_CONSIGNA:_ Reduzca a una lista breve el párrafo del texto sobre el viaje a Macondo que empieza con «Recuerdo haber llegado», sin omitir sus datos principales.

_BLOQUE TEXTUAL:_
■ ■ ■ ■

Nada es más difícil que trasladarse hasta Macondo. Nada es más placentero que arribar a sus orillas y sentir como el viento de la ciénaga te pega de frente. Nada es más amedrentador que sus agónicas trochas. Nada más esperanzador que la resurrección de un pueblo marchitado por los recuerdos cíclicos de las bananeras…

Recuerdo haber llegado hasta la entrada de aquel pueblito a eso de las 3 de la tarde. El sol brillaba tanto que hasta los burros rebuznaban con pesadez. Diría yo que la sensación térmica rodeaba los 40 grados. El letrero que se levantaba justo en las inmediaciones limítrofes de aquel lugar, apenas si dejaba entrever un “Bienvenidos” inconcluso, corroído por las intolerables condiciones climáticas de Pivijay.

El viaje hasta el bajo Magdalena, que es donde se encuentra anclado el terruño de mis ancestros, se parece mucho a la travesía literaria de Aureliano Buendía. Para arribar hasta las entrañas del paraíso histriónico que nunca existió, pero que bien se lleva cargado en el alma como un armatoste pesado, hacía falta tener mucha fe. Y sí, aún sigue haciendo falta cargar con esa fe, porque sencillamente hay que ser muy optimista para trasladarse desde Cartagena hasta las foráneas llanuras que se extienden desde el Magdalena hasta los confines del mundo.

■ ■ ■ ■

_LÍNEAS SUMINISTRADAS:_
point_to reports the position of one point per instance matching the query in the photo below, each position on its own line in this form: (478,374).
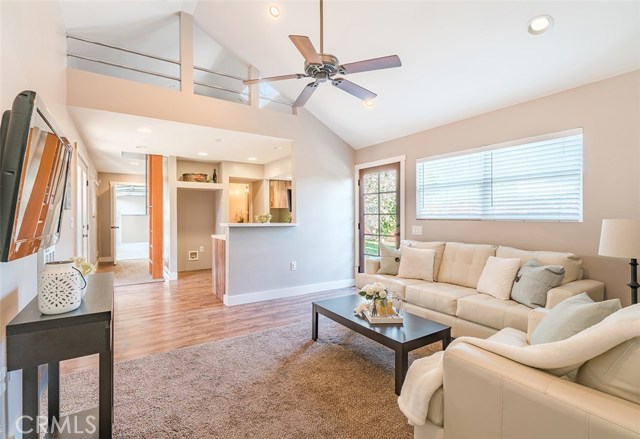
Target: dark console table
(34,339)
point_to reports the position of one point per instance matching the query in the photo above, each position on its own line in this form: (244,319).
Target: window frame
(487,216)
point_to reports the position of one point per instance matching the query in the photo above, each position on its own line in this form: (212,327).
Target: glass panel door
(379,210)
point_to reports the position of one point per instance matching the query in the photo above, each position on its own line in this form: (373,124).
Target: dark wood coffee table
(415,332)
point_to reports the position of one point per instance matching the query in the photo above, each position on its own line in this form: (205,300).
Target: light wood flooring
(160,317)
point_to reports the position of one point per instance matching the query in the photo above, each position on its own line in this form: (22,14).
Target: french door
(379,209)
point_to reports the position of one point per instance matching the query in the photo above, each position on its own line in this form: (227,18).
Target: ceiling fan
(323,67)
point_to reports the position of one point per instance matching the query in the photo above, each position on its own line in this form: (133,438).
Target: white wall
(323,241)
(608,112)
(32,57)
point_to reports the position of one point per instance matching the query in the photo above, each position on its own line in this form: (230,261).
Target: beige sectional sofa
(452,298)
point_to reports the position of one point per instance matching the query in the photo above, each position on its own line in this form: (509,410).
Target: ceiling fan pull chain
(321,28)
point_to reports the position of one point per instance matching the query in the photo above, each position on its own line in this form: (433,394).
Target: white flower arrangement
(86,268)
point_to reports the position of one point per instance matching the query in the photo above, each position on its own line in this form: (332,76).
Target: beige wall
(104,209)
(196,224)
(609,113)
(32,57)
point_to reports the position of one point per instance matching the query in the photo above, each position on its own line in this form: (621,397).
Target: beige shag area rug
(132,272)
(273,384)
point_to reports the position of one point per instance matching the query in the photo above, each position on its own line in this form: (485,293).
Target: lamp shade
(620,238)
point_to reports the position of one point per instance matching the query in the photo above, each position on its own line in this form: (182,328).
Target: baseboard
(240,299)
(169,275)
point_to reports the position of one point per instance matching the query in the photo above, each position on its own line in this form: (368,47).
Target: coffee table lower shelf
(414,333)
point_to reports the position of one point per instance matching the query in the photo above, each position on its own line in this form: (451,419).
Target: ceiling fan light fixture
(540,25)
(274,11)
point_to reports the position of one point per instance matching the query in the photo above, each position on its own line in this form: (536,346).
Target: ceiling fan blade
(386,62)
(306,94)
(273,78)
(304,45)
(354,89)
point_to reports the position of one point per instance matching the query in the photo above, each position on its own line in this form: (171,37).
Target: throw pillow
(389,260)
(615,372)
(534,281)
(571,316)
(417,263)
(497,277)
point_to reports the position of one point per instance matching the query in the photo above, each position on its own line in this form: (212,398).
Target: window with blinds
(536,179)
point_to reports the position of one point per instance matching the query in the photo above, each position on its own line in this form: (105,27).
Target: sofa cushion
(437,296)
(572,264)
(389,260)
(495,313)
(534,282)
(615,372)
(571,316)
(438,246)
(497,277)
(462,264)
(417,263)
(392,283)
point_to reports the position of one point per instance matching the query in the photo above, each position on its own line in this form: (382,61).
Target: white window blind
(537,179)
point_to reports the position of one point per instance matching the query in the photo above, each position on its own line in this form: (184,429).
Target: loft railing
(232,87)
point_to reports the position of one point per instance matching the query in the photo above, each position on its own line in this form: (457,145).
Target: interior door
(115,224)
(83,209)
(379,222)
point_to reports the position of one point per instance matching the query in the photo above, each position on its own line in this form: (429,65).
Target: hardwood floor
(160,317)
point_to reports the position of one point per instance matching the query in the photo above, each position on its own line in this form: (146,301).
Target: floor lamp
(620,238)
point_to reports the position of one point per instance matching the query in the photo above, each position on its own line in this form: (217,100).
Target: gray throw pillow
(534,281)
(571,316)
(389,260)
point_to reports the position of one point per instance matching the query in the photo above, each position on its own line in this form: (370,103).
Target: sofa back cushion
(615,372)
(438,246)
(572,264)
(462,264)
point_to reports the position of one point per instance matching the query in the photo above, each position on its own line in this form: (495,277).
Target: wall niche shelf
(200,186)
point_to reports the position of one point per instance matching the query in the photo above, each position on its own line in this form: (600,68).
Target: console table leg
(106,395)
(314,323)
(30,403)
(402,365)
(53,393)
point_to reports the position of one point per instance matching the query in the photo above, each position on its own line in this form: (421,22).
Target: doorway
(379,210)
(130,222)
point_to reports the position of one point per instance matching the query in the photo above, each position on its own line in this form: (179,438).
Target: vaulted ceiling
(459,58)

■ ■ ■ ■

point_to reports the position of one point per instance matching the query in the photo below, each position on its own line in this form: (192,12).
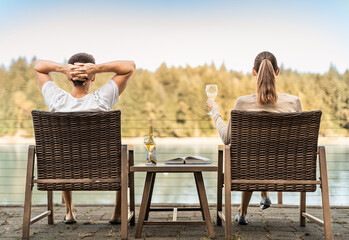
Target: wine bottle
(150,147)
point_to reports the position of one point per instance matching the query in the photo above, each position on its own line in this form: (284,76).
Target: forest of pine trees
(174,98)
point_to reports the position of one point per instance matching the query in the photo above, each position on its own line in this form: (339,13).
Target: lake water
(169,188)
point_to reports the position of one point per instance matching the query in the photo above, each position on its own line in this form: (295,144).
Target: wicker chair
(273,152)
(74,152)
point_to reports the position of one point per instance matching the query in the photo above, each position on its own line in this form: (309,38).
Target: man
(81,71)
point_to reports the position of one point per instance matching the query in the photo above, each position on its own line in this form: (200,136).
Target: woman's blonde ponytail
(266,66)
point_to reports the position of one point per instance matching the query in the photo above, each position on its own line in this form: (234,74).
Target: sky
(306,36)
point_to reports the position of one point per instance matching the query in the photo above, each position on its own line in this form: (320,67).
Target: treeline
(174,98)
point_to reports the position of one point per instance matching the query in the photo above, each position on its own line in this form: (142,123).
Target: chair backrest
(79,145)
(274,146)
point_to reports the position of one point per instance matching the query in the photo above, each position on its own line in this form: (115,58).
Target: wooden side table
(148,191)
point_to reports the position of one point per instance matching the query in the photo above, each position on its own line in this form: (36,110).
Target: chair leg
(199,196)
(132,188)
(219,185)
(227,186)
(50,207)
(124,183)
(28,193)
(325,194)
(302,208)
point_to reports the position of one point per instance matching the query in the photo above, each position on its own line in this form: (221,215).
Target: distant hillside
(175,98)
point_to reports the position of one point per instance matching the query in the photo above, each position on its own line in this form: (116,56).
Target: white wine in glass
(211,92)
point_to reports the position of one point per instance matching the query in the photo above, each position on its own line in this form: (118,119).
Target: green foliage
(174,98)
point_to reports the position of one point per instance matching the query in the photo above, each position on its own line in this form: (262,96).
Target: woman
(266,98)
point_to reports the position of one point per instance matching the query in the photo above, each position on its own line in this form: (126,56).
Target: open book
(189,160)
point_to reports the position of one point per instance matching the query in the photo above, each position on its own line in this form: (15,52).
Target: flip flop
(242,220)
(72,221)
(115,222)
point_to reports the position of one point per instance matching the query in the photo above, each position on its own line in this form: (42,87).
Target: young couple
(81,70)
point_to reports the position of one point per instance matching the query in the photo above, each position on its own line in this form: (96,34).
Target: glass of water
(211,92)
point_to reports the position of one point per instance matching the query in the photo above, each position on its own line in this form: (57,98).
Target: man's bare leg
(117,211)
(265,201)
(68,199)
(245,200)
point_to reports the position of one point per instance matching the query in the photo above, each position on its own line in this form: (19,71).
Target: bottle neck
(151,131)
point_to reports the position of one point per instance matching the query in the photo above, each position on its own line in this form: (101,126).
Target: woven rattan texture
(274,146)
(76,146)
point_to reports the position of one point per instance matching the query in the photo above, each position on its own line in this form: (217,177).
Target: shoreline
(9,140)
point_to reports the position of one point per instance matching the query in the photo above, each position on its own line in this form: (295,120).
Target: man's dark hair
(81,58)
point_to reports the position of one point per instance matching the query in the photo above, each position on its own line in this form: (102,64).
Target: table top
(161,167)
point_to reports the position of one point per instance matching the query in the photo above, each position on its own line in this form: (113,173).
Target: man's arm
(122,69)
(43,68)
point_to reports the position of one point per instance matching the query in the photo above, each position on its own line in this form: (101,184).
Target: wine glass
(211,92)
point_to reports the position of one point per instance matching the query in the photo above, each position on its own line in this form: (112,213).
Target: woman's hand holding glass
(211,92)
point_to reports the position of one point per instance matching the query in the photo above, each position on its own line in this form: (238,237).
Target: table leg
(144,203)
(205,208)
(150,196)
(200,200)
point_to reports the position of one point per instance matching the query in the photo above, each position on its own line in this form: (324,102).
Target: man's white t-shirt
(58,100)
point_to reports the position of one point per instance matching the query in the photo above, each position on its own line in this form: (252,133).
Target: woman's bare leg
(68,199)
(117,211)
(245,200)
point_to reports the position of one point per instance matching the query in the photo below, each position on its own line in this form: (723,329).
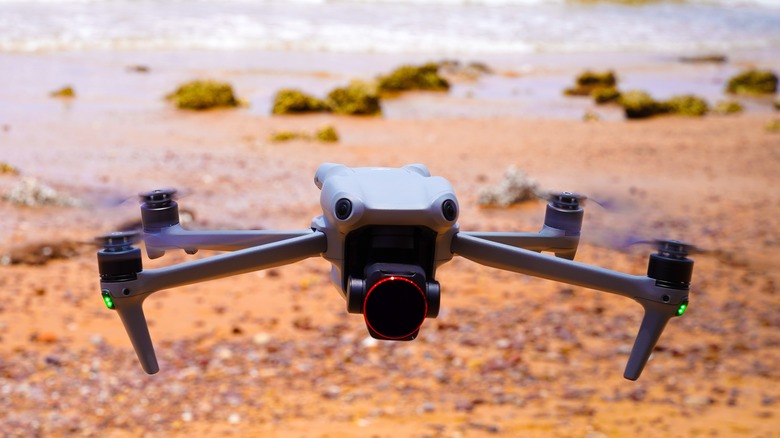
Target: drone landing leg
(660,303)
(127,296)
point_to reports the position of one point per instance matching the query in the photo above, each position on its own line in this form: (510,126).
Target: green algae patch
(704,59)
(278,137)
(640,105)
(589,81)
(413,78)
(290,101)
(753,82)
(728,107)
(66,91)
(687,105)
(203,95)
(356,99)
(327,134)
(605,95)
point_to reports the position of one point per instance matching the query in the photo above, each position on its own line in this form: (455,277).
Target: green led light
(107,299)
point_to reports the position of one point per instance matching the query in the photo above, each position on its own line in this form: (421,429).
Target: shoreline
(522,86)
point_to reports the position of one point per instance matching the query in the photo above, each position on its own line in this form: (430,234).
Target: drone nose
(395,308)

■ ■ ■ ■

_SOLUCIÓN REDACTADA:_
- Llegada a la entrada del pueblito hacia las 3 de la tarde.
- Sol tan intenso que hasta los burros rebuznaban con pesadez.
- Sensación térmica de unos 40 grados.
- Letrero en el límite del lugar con un «Bienvenidos» apenas visible e inconcluso, corroído por el clima de Pivijay.